RECORDS below:
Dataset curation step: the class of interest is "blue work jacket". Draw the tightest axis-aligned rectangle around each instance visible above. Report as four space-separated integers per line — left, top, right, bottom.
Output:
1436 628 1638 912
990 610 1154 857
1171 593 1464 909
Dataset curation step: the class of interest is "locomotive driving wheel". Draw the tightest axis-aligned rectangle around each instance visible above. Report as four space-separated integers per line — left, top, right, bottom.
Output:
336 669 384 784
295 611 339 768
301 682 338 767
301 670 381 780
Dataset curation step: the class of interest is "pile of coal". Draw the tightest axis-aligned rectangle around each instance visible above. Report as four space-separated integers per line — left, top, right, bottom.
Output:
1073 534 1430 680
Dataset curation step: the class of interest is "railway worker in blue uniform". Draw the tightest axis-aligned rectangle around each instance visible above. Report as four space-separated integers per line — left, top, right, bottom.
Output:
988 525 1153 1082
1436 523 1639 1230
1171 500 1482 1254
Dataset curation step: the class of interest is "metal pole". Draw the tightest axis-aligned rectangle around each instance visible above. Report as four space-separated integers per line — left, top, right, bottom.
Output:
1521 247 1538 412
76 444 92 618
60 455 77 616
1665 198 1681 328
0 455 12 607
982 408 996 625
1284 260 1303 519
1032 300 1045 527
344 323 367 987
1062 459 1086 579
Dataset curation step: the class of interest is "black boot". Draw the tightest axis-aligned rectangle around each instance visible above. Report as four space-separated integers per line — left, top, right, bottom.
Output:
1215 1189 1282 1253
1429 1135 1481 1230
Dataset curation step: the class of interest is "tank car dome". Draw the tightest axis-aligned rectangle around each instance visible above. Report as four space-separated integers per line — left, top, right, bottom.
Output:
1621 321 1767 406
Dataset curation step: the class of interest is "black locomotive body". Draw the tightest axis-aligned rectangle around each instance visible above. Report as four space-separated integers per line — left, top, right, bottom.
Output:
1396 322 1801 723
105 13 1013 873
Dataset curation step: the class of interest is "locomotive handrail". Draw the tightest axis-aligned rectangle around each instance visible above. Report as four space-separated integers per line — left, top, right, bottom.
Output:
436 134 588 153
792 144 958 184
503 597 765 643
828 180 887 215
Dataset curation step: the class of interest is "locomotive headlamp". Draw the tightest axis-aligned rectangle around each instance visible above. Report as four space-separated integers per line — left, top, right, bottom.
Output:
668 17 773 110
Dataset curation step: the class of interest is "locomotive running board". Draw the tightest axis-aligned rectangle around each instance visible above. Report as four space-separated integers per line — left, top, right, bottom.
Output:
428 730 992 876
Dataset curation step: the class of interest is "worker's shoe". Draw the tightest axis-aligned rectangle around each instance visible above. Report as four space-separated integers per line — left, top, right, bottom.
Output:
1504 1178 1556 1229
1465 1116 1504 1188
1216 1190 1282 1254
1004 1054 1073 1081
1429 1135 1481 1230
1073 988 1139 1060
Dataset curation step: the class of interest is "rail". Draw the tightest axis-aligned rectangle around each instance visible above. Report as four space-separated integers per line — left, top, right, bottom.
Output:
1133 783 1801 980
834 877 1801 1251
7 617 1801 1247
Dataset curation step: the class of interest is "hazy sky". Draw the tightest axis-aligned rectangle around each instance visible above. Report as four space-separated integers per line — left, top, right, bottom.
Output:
End of RECORDS.
RECORDS below:
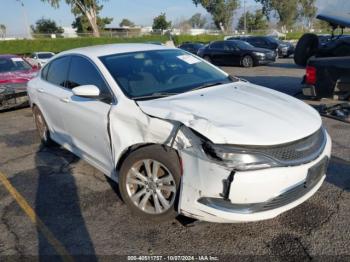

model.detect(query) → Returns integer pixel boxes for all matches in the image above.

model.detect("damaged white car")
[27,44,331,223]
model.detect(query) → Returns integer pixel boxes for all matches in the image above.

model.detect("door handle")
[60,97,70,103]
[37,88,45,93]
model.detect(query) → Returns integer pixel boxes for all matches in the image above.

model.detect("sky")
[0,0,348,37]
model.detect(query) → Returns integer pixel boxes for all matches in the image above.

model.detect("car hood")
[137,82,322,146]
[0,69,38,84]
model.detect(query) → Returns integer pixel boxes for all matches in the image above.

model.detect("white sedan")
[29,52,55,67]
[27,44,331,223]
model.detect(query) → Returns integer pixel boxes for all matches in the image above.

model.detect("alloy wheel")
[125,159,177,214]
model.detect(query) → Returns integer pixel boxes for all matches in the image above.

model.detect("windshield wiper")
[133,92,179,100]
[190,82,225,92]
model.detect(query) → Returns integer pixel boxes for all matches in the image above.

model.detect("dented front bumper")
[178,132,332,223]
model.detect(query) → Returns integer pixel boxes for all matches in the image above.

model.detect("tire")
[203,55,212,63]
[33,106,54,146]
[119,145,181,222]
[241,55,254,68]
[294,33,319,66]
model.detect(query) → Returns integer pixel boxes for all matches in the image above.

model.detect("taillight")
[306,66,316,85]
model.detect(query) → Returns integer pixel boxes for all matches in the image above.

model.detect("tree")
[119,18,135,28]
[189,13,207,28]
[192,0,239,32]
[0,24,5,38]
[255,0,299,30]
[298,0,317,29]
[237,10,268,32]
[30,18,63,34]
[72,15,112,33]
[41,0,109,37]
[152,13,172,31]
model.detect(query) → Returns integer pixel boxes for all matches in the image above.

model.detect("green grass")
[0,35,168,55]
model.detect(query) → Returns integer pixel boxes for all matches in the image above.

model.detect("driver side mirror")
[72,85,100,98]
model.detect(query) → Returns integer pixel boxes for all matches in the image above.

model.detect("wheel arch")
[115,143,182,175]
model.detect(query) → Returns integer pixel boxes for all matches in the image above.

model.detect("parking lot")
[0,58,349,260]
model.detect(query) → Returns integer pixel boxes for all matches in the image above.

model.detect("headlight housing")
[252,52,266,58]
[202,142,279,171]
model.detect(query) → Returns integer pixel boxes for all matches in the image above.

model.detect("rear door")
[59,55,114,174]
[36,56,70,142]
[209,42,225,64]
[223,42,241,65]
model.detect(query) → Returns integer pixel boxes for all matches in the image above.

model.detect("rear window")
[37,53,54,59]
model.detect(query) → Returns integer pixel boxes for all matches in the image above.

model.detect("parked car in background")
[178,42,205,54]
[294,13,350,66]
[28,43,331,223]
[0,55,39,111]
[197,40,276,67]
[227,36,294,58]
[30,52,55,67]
End of RECORDS.
▶ [REQUIRED WORK]
Check each line of the data above for the word "worker". Report how many lines have it, and nothing else.

▶ [EXERCISE RESPONSE]
2